→ DOCUMENT EXTRACT
-- Start --
At December 31, 1999, Bairnco employed 820 persons including 14
headquarters personnel. Bairnco's operations occupy approximately
605,000 square feet of factory and office space at its principal
locations. There is an additional 53,000 square feet of leased space
used as field warehouses throughout North America.


b. & c. Financial Information About Industry Segments
and Narrative Description of Business

Bairnco Corporation is a diversified multinational company that
operates two business sectors. Engineered materials and components are
designed, manufactured and sold under the Arlon brand identity to
electronic, industrial and commercial markets. These products are
based on common technologies in coating, laminating, polymers and
dispersion chemistry. Replacement products and services are
manufactured and distributed under the Kasco brand identity
principally to supermarkets, meat and deli operations, and meat,
poultry and fish processing plants throughout the United States,
Canada and Europe. Kasco also manufactures small band saw blades for
cutting metal and wood, and large band saw blades for use at lumber
mills. In Canada and France, in addition to providing its replacement
products, Kasco also distributes equipment to the supermarket and food
processing industries.

Financial data and other information about the Corporation's
segments is set forth in Note 10 to the Consolidated Financial
Statements on pages 28 through 30 and on pages 4 through 7 of
Bairnco's 1999 Annual Report to Stockholders which is incorporated
herein by reference. This information should be read in conjunction
with the "Financial History" set forth on page 9 of Bairnco's 1999
Annual Report to Stockholders, and "Management's Discussion and
Analysis" set forth on pages 10 through 12 of Bairnco's 1999 Annual
Report to Stockholders, which is incorporated herein by reference.

The principal facilities utilized by each segment are detailed on
page 10 under "Item 2. PROPERTIES" of this filing.

ENGINEERED MATERIALS AND COMPONENTS (ARLON)
-- End --
→ AVAILABLE DATA
-- Start --
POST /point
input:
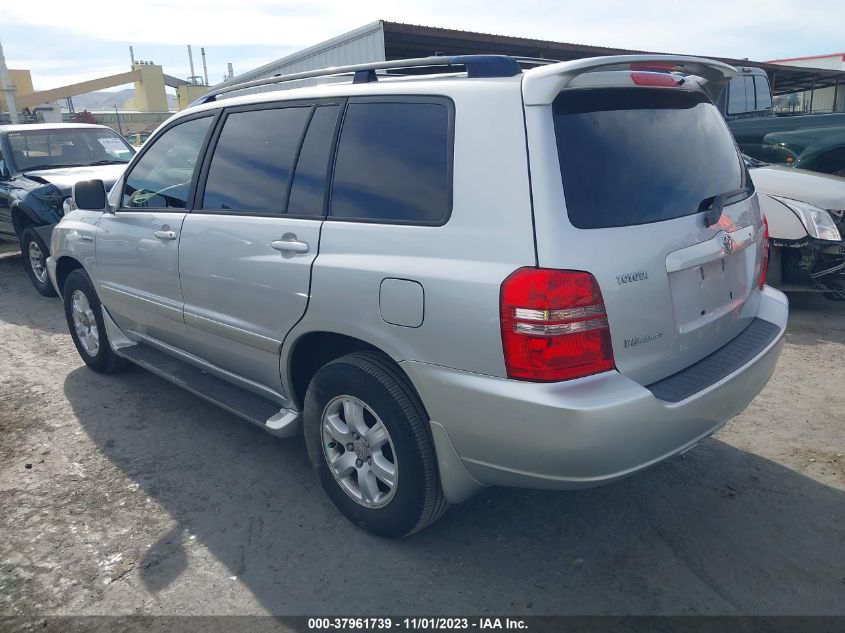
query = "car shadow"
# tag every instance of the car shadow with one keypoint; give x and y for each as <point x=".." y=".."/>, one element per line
-- End --
→ SHORT EXERCISE 1
Decide whether each statement agrees with the Bairnco filing excerpt, answering yes or no and quoting the words of the excerpt that settle it: (a) Bairnco had 820 employees at December 31, 1999. (b) Kasco distributes equipment in Canada and the United States. (c) Arlon products are based on common technologies in coating, laminating, polymers and dispersion chemistry.
→ SHORT EXERCISE 2
According to the Bairnco filing excerpt, how much leased space is used as field warehouses throughout North America?
→ SHORT EXERCISE 3
Reproduce the part of the Bairnco filing excerpt that begins at the words "The principal facilities" and stops after "AND COMPONENTS (ARLON)".

→ CORRECT RESULT 1
(a) Yes: "At December 31, 1999, Bairnco employed 820 persons including 14 headquarters personnel."
(b) No: "In Canada and France, in addition to providing its replacement products, Kasco also distributes equipment to the supermarket and food processing industries."
(c) Yes: "These products are based on common technologies in coating, laminating, polymers and dispersion chemistry."

→ CORRECT RESULT 2
53,000 square feet.

→ CORRECT RESULT 3
The principal facilities utilized by each segment are detailed on
page 10 under "Item 2. PROPERTIES" of this filing.

ENGINEERED MATERIALS AND COMPONENTS (ARLON)